WHAT YOU NEED TO DO: From the records beneath, determine how many lines contain "windshield" and report only that figure.

SUPPLIED ENTRIES:
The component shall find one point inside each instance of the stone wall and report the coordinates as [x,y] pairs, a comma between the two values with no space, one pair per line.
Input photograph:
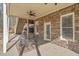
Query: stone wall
[54,18]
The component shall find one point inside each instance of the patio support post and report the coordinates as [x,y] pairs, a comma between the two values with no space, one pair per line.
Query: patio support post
[27,29]
[5,29]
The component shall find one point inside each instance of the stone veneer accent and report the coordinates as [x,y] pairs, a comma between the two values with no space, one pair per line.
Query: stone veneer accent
[54,18]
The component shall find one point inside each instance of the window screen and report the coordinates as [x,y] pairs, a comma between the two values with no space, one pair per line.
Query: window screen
[67,27]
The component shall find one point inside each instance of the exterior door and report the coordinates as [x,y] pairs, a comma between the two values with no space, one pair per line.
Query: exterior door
[47,31]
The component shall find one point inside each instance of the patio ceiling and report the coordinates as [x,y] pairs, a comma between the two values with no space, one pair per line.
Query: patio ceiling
[41,9]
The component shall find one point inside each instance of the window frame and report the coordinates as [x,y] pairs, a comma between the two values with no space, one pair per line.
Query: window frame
[36,30]
[73,18]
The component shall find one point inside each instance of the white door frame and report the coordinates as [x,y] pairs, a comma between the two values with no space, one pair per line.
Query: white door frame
[73,26]
[47,23]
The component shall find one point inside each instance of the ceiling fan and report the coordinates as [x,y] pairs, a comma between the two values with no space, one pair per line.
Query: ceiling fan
[31,13]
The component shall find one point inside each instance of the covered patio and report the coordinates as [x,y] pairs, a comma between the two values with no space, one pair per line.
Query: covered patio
[38,27]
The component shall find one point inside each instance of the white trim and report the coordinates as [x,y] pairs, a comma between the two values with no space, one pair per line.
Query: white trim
[47,23]
[36,23]
[73,26]
[17,19]
[5,29]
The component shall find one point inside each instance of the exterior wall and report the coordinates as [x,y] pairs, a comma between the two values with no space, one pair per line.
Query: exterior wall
[54,18]
[20,25]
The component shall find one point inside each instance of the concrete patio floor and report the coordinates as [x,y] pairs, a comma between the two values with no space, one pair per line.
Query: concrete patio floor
[45,50]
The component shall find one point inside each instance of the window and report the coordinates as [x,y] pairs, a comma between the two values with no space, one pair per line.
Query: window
[36,27]
[67,26]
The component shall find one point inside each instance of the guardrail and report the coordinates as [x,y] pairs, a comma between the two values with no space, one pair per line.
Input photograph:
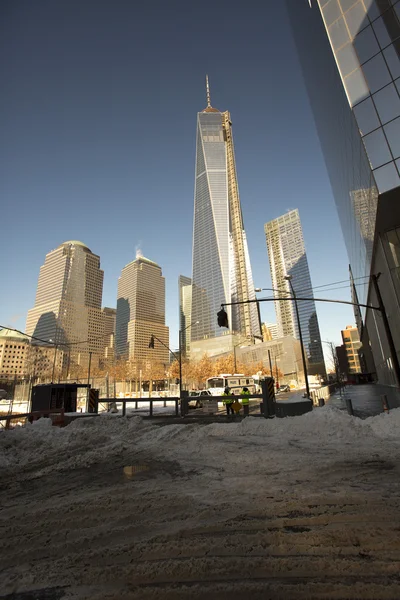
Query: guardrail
[322,394]
[180,409]
[55,414]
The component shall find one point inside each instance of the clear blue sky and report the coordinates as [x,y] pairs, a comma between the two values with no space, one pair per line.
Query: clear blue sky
[98,123]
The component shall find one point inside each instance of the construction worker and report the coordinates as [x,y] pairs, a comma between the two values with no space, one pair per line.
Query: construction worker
[228,401]
[245,401]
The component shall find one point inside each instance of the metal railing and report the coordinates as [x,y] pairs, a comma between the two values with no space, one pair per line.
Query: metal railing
[320,395]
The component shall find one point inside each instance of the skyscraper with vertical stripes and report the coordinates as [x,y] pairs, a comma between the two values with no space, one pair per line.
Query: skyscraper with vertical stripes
[221,264]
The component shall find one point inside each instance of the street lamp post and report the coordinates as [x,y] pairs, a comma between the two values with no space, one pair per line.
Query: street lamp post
[181,331]
[303,356]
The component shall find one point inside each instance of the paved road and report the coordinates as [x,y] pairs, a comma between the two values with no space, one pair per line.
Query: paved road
[366,399]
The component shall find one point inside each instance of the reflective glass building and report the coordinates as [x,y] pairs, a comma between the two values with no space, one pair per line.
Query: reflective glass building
[287,256]
[349,54]
[221,265]
[67,306]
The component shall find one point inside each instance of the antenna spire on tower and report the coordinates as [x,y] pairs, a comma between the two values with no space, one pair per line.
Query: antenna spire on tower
[208,93]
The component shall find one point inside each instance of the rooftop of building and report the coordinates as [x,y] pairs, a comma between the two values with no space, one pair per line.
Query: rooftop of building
[6,333]
[210,109]
[75,243]
[143,259]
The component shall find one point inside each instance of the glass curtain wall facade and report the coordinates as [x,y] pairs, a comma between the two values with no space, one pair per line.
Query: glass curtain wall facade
[141,313]
[349,53]
[365,40]
[185,312]
[221,265]
[68,302]
[287,256]
[352,181]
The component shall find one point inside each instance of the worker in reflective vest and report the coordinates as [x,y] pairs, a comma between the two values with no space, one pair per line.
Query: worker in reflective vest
[228,401]
[245,401]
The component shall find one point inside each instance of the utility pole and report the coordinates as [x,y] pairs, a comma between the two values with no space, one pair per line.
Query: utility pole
[180,364]
[54,363]
[303,356]
[270,362]
[392,349]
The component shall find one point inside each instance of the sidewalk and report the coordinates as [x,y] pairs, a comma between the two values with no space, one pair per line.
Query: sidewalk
[366,399]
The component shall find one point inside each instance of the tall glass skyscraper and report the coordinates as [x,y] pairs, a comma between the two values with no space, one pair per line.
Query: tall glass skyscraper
[349,52]
[287,256]
[68,301]
[185,311]
[141,313]
[221,264]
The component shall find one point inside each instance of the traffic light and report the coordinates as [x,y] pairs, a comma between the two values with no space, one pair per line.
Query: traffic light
[222,317]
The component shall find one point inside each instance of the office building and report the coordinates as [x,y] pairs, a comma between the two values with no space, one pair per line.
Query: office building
[185,312]
[21,359]
[141,313]
[287,257]
[352,344]
[14,349]
[353,48]
[68,302]
[221,265]
[282,353]
[109,324]
[269,331]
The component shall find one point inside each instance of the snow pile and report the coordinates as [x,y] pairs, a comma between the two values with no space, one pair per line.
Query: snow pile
[40,445]
[385,425]
[84,442]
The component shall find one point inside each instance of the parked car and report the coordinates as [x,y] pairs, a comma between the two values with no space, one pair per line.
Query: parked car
[284,388]
[197,397]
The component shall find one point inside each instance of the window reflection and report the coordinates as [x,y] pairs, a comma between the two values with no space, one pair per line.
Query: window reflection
[338,33]
[392,59]
[377,148]
[356,19]
[346,4]
[381,33]
[387,103]
[392,131]
[387,177]
[372,9]
[376,73]
[331,12]
[347,59]
[366,116]
[356,87]
[366,45]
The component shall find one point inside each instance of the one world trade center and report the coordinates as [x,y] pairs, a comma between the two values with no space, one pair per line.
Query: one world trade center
[221,263]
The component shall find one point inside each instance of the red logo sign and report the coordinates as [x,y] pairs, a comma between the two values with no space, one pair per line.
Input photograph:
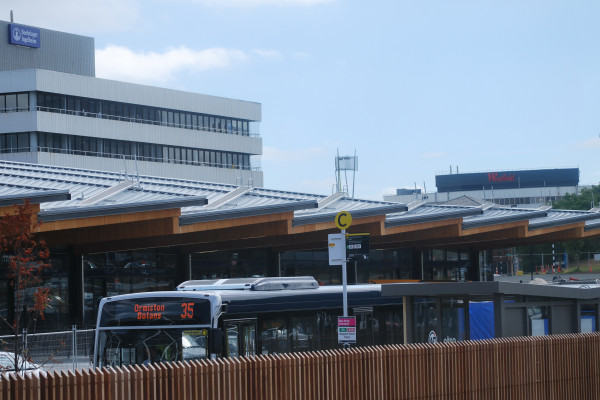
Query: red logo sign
[494,177]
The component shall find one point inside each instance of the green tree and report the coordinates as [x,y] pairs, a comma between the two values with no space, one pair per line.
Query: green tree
[25,259]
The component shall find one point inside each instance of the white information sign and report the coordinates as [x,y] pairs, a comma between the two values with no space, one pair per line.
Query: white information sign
[337,248]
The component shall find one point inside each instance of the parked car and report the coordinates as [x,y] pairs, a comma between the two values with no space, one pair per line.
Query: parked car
[7,365]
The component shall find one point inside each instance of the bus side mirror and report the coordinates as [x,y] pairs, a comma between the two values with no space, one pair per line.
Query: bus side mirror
[215,341]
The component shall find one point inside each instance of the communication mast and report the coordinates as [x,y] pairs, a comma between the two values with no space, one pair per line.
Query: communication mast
[345,163]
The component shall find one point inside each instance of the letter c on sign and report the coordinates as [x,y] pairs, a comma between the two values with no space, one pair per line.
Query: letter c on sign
[343,220]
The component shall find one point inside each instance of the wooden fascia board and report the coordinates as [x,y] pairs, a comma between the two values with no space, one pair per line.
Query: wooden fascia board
[563,232]
[591,233]
[425,226]
[519,226]
[238,222]
[552,230]
[123,233]
[105,220]
[7,210]
[433,233]
[372,221]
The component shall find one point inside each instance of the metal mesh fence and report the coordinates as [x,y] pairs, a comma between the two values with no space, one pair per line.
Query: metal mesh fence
[55,350]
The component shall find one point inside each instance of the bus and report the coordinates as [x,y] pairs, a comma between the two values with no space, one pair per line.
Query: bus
[239,317]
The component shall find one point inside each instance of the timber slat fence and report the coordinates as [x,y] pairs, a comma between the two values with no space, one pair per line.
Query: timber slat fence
[549,367]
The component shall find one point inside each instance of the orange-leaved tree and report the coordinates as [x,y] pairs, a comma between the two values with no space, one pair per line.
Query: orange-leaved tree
[25,258]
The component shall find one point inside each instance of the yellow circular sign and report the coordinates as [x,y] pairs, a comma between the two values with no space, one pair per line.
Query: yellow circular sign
[343,220]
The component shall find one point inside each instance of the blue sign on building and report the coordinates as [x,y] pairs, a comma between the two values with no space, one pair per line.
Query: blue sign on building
[24,35]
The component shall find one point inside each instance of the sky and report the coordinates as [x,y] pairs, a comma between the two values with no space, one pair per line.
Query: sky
[413,88]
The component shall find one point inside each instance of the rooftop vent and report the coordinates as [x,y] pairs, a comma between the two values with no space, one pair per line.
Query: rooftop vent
[257,284]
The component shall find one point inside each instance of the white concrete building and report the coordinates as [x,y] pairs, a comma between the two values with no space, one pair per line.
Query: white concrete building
[54,111]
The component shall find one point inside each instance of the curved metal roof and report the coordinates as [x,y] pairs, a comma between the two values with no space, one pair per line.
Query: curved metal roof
[67,193]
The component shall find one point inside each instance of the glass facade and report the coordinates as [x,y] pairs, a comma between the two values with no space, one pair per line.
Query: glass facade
[439,320]
[230,264]
[446,265]
[14,102]
[94,108]
[114,273]
[121,149]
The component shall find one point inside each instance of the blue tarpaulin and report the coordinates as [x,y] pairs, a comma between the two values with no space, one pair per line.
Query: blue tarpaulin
[481,320]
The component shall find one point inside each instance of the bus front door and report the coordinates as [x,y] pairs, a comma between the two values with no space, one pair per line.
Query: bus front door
[240,337]
[365,325]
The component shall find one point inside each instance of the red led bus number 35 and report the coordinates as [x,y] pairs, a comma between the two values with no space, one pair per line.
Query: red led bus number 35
[188,310]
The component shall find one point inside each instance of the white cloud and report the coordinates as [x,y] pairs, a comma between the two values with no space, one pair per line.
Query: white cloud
[591,143]
[85,17]
[386,191]
[272,154]
[121,63]
[300,55]
[272,54]
[434,154]
[255,3]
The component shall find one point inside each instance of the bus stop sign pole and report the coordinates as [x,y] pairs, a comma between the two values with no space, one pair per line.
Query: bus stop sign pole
[343,220]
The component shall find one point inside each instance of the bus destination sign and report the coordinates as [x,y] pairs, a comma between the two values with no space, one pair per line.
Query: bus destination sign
[154,310]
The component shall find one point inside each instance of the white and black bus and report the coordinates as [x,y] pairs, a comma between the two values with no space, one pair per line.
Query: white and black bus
[239,317]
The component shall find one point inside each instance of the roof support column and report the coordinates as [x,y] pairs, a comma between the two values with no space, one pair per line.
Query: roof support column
[407,314]
[499,315]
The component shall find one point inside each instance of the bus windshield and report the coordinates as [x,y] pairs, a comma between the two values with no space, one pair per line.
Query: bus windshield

RESPONSE TO THE EXERCISE: 2